- _Written exercise 1_:
From the Japanese noodle article below, list the noodle types it says it will concentrate on.

- _Selection_:
((

Ramen vs Udon vs Soba – Japan’s food scene is on another level, as many travellers to this wonderful country can attest. With condensed cities housing thousands of food options, to lone villages served by single multi-generational restaurants, every eating experience is a unique and wonderful one.
There are many staples that are rooted in Japanese food culture, with noodles playing a huge part in defining it from history many centuries ago to where it is now. The Japanese boast an immeasurable number of traditional noodle dishes that are all equally as wondrous and appealing as each other, but to cover them all would take more than just an article!
Instead, we’d like to concentrate on the three most popular types of noodles that the Japanese people use, and highlight the most popular Japanese dishes which use these noodles: Ramen vs Udon vs Soba.
As all noodles generally take on a similar shape and colour, we get that it might be confusing to differentiate between them. We’ll explain their basic composition, how they’re different to each other, and what dishes they’re commonly used for.

))

- _Written exercise 2_:
How many lines of the records contain the string "left"? Reply with the number only.

- _Source records_:
((

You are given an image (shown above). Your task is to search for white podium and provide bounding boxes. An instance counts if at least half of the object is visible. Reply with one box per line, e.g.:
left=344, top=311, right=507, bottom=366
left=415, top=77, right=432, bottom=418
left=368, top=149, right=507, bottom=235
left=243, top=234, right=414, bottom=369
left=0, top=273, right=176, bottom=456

))

- _Worked solution 1_:
Ramen, Udon, Soba

- _Worked solution 2_:
5